[Records from a dataset]
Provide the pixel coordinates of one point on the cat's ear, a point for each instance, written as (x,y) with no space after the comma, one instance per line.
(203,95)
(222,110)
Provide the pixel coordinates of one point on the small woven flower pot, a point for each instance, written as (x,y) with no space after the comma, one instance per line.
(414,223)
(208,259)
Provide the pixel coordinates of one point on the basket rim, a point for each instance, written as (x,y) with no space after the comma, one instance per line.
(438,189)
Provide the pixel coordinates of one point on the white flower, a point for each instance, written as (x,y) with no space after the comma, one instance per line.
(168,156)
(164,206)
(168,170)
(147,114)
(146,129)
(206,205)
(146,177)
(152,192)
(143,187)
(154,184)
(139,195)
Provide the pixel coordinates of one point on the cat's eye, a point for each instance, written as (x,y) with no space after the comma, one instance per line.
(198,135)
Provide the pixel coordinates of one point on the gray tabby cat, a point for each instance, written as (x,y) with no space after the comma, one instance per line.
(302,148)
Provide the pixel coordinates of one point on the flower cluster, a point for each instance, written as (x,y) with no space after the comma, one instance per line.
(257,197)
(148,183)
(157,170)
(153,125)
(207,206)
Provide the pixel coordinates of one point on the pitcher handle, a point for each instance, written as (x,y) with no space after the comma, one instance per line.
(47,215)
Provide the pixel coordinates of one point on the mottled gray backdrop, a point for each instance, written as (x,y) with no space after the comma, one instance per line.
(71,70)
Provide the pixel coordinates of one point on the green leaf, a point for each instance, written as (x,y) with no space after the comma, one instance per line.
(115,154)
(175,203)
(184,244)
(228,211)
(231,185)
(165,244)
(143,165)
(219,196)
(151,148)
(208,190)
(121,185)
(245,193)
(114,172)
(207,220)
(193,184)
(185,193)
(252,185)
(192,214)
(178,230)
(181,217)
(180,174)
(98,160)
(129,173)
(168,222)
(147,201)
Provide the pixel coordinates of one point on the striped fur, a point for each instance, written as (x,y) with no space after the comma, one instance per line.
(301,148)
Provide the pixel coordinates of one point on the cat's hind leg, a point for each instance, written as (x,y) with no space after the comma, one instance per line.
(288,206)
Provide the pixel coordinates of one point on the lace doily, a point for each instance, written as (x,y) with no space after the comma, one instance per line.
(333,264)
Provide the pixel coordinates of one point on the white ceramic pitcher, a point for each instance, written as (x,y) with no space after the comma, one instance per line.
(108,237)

» Problem to work on
In the records above, change "pixel coordinates" to "exact coordinates" wherever it occurs, leaving everything else the same.

» Output for this task
Provide the exact coordinates of one point on the cat's ear, a point for each instance, written as (x,y) with no space after the comma, one instance per line.
(203,95)
(222,110)
Provide the exact coordinates of one point on the small woven flower pot, a point for each instance, written as (x,y) with no space after the comma, one instance per line.
(414,223)
(208,259)
Provide the exact coordinates of one point on the basket rim, a point for each instance, written as (x,y) with no space after the comma, one instance per line.
(438,189)
Provide the exact coordinates of one point on the white flower, a point for each instance, written as (x,y) with no space after the comma, one instance per line.
(168,156)
(164,206)
(168,170)
(147,114)
(146,129)
(206,205)
(146,177)
(152,192)
(143,187)
(154,184)
(139,195)
Provide the exact coordinates of one point on the cat's eye, a point for each instance, written as (x,y) with no space after the comma, one instance per line.
(198,135)
Provide the exact coordinates of one point on the gray tabby cat, a point for each instance, written as (x,y) with no space after the comma, one instance per line.
(302,148)
Provide the exact coordinates of one point on the flower cluster, a point for each instance, written as (x,y) with no space after the comma, one instance per line.
(257,197)
(148,183)
(157,170)
(153,125)
(207,206)
Provide the exact coordinates of one point on the pitcher handle, a point for each instance, written as (x,y) with no space after the comma, one instance per line.
(47,215)
Provide the exact coordinates of one point on the mottled gray backdrop, a point for each instance, written as (x,y) with no space after the comma, one instance per line.
(71,70)
Provide the exact coordinates of one point on the green leaf, a point for each instance, written as (x,y) with no space after the comma, one instance per line.
(115,154)
(175,203)
(184,244)
(228,211)
(231,185)
(165,244)
(143,165)
(219,196)
(151,148)
(208,190)
(121,185)
(245,193)
(114,172)
(207,220)
(193,184)
(185,193)
(252,185)
(192,214)
(178,230)
(181,217)
(180,174)
(98,160)
(129,173)
(168,222)
(147,201)
Provide the exact coordinates of one point on the striped fur, a point for each instance, written as (x,y) with no space after the comma, one instance per line.
(301,148)
Provide the exact coordinates of one point on the cat's hind leg, a point for each instance, written as (x,y) with no space after the comma, one instance per line.
(288,206)
Provide the exact coordinates of one point on the lace doily, a point for each instance, written as (x,y) with no space after the comma, one instance per line.
(333,264)
Provide the exact coordinates of one point on the white ceramic pitcher, a point for each instance, written as (x,y) with no space after the comma, one instance per line.
(108,237)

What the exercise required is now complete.